* _Goal_
Could you return each of the following lines word for word, with nothing changed?

* _Input records_
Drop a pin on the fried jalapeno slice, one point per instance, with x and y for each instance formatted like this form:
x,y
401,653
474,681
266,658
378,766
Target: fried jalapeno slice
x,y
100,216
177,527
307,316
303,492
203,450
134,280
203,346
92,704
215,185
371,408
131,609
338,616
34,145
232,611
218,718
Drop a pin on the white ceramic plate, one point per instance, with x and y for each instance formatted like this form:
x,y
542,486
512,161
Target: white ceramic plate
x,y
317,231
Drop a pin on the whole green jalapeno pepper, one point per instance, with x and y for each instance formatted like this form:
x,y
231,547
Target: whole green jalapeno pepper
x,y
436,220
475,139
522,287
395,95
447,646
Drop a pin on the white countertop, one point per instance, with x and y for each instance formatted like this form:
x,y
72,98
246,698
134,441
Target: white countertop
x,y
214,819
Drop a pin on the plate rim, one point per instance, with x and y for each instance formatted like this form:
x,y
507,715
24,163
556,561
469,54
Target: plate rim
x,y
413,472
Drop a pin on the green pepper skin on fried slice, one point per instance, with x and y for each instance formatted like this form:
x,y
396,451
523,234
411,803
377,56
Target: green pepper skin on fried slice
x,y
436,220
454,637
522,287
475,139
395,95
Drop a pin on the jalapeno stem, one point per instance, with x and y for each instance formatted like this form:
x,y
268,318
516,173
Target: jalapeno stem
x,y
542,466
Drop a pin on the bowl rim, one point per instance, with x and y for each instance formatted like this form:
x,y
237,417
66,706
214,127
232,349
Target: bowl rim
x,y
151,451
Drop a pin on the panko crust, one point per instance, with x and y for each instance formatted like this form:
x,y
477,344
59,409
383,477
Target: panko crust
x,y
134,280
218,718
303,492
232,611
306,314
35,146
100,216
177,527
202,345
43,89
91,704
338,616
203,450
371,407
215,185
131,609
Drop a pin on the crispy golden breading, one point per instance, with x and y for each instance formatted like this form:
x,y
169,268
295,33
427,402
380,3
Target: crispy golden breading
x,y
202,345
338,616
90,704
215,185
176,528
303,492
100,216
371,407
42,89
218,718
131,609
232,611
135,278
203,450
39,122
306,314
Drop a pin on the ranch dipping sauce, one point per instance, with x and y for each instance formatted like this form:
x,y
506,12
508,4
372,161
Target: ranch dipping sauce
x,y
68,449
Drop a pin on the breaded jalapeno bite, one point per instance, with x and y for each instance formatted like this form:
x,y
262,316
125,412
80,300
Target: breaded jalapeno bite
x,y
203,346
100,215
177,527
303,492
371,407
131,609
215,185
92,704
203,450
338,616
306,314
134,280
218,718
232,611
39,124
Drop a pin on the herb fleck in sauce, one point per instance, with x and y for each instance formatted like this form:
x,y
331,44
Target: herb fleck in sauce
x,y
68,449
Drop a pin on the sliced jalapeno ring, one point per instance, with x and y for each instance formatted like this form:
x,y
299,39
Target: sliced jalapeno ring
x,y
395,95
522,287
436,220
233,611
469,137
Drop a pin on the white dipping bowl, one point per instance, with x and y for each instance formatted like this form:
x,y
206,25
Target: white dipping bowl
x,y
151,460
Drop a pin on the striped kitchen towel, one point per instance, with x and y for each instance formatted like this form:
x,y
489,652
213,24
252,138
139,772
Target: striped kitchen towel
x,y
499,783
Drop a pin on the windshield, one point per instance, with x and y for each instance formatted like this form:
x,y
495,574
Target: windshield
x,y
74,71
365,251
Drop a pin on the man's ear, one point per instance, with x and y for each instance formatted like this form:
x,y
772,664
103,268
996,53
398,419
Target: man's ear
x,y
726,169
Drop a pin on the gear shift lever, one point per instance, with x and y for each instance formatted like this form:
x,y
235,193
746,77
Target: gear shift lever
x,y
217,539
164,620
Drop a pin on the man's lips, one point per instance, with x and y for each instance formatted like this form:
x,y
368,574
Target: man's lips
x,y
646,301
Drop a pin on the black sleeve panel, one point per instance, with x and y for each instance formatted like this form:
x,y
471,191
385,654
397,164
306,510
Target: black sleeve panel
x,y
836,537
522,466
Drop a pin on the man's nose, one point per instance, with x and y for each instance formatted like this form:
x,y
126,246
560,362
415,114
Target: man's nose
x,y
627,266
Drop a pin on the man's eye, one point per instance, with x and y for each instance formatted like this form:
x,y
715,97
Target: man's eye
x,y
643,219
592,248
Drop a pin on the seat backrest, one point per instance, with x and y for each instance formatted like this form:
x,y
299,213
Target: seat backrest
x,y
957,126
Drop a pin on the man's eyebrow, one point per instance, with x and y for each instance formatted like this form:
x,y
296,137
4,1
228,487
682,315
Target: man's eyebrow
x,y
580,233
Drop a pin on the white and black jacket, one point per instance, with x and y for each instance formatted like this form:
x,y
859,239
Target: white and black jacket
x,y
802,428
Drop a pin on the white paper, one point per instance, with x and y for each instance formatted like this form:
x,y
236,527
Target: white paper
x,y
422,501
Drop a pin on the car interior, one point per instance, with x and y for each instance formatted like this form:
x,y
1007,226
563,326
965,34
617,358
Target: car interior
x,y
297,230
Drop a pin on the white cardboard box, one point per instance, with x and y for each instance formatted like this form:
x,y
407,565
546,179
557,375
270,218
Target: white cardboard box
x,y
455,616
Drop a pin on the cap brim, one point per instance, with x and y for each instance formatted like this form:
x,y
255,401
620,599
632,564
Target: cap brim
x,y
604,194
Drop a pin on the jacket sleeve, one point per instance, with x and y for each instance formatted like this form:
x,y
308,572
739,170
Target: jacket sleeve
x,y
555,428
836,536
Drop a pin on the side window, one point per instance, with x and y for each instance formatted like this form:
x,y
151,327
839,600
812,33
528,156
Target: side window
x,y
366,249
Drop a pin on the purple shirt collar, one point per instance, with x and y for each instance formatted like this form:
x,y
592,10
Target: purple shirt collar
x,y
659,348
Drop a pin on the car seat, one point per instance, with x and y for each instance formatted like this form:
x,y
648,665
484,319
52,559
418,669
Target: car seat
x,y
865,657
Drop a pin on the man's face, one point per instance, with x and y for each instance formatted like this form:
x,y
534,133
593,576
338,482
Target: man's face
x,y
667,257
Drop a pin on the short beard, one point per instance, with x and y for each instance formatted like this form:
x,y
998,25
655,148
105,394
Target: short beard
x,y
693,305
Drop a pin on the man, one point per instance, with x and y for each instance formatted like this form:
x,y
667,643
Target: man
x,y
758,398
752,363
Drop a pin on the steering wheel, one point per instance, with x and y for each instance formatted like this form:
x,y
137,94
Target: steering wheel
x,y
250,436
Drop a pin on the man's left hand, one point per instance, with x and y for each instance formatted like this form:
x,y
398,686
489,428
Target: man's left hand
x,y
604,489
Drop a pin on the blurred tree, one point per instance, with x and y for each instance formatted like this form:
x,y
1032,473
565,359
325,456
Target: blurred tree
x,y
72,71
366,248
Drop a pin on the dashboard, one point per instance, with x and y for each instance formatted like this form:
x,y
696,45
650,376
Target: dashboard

* _Full response_
Drop a pin on the fried jalapeno slice, one point per instance, with x and y for each instance formatted like this form:
x,y
401,653
474,681
266,658
378,766
Target: fried jalapeno slice
x,y
100,216
177,527
307,316
303,492
203,450
134,280
203,346
92,704
215,185
371,408
131,609
338,616
34,145
232,611
218,718
Drop a pin on the white ceramic plate, one point per instance, with x and y for each instance formatted like this form:
x,y
542,486
512,161
Target: white ceramic plate
x,y
317,231
Drop a pin on the whole green jalapeno pepper, one point per instance, with x and y for each instance formatted like this form:
x,y
231,547
Target: whole green jalapeno pepper
x,y
436,220
475,139
522,287
395,95
447,646
Drop a pin on the white countertop, one point per instance, with x and y for each instance formatted like this form:
x,y
72,98
246,698
134,441
Target: white countertop
x,y
214,819
Drop a pin on the plate rim, one point per instance, with x and y for each instance formatted like this form:
x,y
507,715
24,163
556,561
469,54
Target: plate rim
x,y
413,472
Drop a pin on the green pepper skin on fried slice, one point per instance, with x and y for each instance formatted like this form:
x,y
396,451
523,234
411,803
377,56
Target: green pepper skin on fried slice
x,y
436,220
454,637
522,287
475,139
395,95
Drop a pin on the jalapeno stem, one point per instance, with x and y for each instance formatted like this form:
x,y
268,318
516,173
Target: jalapeno stem
x,y
542,466
Drop a pin on the bowl rim, one point per instance, with x and y for each instance formatted like this form:
x,y
237,417
66,706
214,127
232,349
Target: bowl rim
x,y
151,451
Drop a pin on the panko crust, one point per instance, with x and y for each instance formatted like this form:
x,y
477,344
59,409
383,477
Target: panko crust
x,y
134,280
218,718
303,492
232,611
306,314
35,146
100,216
177,527
202,345
43,89
91,704
338,616
203,450
371,407
215,185
131,609
Drop a pin on the crispy golden breading, one point per instance, with x and y for each instance formatted like this form:
x,y
169,268
295,33
427,402
380,3
Target: crispy golden breading
x,y
202,345
338,616
90,704
215,185
176,528
303,492
100,216
371,407
42,89
218,718
131,609
232,611
135,278
203,450
39,122
306,314
Drop a pin on the ranch dipping sauce, one point per instance, with x and y for each instance formatted like this form:
x,y
506,12
508,4
372,161
Target: ranch dipping sauce
x,y
68,449
Drop a pin on the breaded jalapeno bite, one point per instance, with x and y for each instance formatted like this form:
x,y
262,316
125,412
80,300
Target: breaded jalapeno bite
x,y
203,346
100,215
177,527
303,492
371,407
131,609
215,185
92,704
203,450
338,616
306,314
134,280
218,718
232,611
39,124
Drop a pin on the herb fleck in sauce, one point per instance, with x and y for each instance formatted like this form:
x,y
331,44
Target: herb fleck in sauce
x,y
68,449
Drop a pin on the sliced jalapeno ring, one point per instance, with x and y for each instance formatted like this form:
x,y
299,39
Target: sliced jalapeno ring
x,y
395,95
522,287
436,220
233,611
469,137
Drop a pin on the white dipping bowl, one point per instance, with x and y for each instance formatted like this form:
x,y
206,25
Target: white dipping bowl
x,y
151,460
Drop a pin on the striped kitchen towel, one point per instance, with x and y for each instance formatted like this form:
x,y
489,652
213,24
252,138
139,772
Target: striped kitchen towel
x,y
499,783
Drop a pin on the windshield, one point per instance, with x and y for each instance formatted like this form:
x,y
495,574
Target: windshield
x,y
74,71
365,251
Drop a pin on the man's ear, one point per instance, with x and y for each instance formatted like this form:
x,y
772,664
103,268
996,53
398,419
Target: man's ear
x,y
726,169
Drop a pin on the gear shift lever, one point per instance, with x and y for each instance formatted like this form:
x,y
235,193
746,77
Target: gear shift lever
x,y
217,539
164,620
Drop a pin on the man's lips, one point per instance, with x and y for each instance formatted like this form:
x,y
368,574
Target: man's lips
x,y
646,301
Drop a pin on the black sleeve panel, one point per instance, with x and y for each instance formatted like this form:
x,y
471,191
385,654
397,164
306,510
Target: black sleeve panel
x,y
836,537
522,466
Drop a pin on the man's nose, one point per instance, with x and y for each instance formatted like this form:
x,y
126,246
560,362
415,114
Target: man's nose
x,y
627,266
Drop a pin on the man's eye, one point per instance, with x and y for each instance formatted like this form:
x,y
715,97
Target: man's eye
x,y
643,219
592,248
Drop a pin on the seat backrest, one point per instance, with x and y for each instance formatted like this form:
x,y
299,213
Target: seat backrest
x,y
957,126
Drop a pin on the man's eyebrow, one point per instance, with x and y for each instance formatted like this form:
x,y
296,137
4,1
228,487
682,315
Target: man's eyebrow
x,y
580,233
Drop a pin on the white and black jacket, one point per instance, with x and y for each instance formatted like this form:
x,y
859,239
Target: white and black jacket
x,y
802,428
Drop a pin on the white paper, one point per instance, with x and y for each instance formatted like this form:
x,y
236,527
Target: white paper
x,y
422,501
Drop a pin on the car interior, one point per instance, with x and y for each instance formatted like this form:
x,y
1007,226
563,326
965,34
617,358
Target: car interior
x,y
297,230
Drop a pin on the white cardboard box, one point per instance, with x and y for each instance formatted like this form:
x,y
407,565
546,179
557,375
270,218
Target: white cardboard box
x,y
455,616
Drop a pin on the cap brim, one point per instance, with x and y for each instance formatted like this form:
x,y
255,401
620,599
632,564
Target: cap brim
x,y
604,194
Drop a pin on the jacket sleeve, one point per instance, with x and y for each instance formatted like this form:
x,y
308,572
739,170
Target: jacket sleeve
x,y
555,428
836,536
Drop a pin on the side window, one point per instance, with x and y for each instance formatted like this form:
x,y
151,327
839,600
812,33
528,156
Target: side window
x,y
366,249
Drop a pin on the purple shirt collar, one point per instance, with x and y for each instance formatted like this form:
x,y
592,10
Target: purple shirt collar
x,y
659,348
Drop a pin on the car seat, one point per instance, with x and y for each instance formatted like this form:
x,y
648,665
484,319
52,559
418,669
Target: car seat
x,y
865,657
Drop a pin on the man's face, one point per instance, with x and y for each instance formatted like this form:
x,y
534,133
593,576
338,482
Target: man's face
x,y
667,257
Drop a pin on the short beard, one point per instance, with x and y for each instance formatted like this form:
x,y
998,25
655,148
105,394
Target: short beard
x,y
693,305
Drop a pin on the man, one point per instance, with x and y for each instance formatted like this form:
x,y
667,643
Target: man
x,y
758,398
752,363
Drop a pin on the steering wheel, one point per instance, with x and y for each instance formatted like this form:
x,y
137,94
Target: steering wheel
x,y
250,436
Drop a pin on the man's left hand, one point per instance, with x and y for each instance formatted like this form:
x,y
398,686
489,428
Target: man's left hand
x,y
604,489
Drop a pin on the blurred tree, one point per instance, with x and y for each instance formatted like this form:
x,y
1032,473
565,359
325,456
Target: blurred tree
x,y
72,71
366,248
Drop a pin on the dashboard, one point per instance, with x and y for each instance formatted like this form:
x,y
696,45
650,376
Target: dashboard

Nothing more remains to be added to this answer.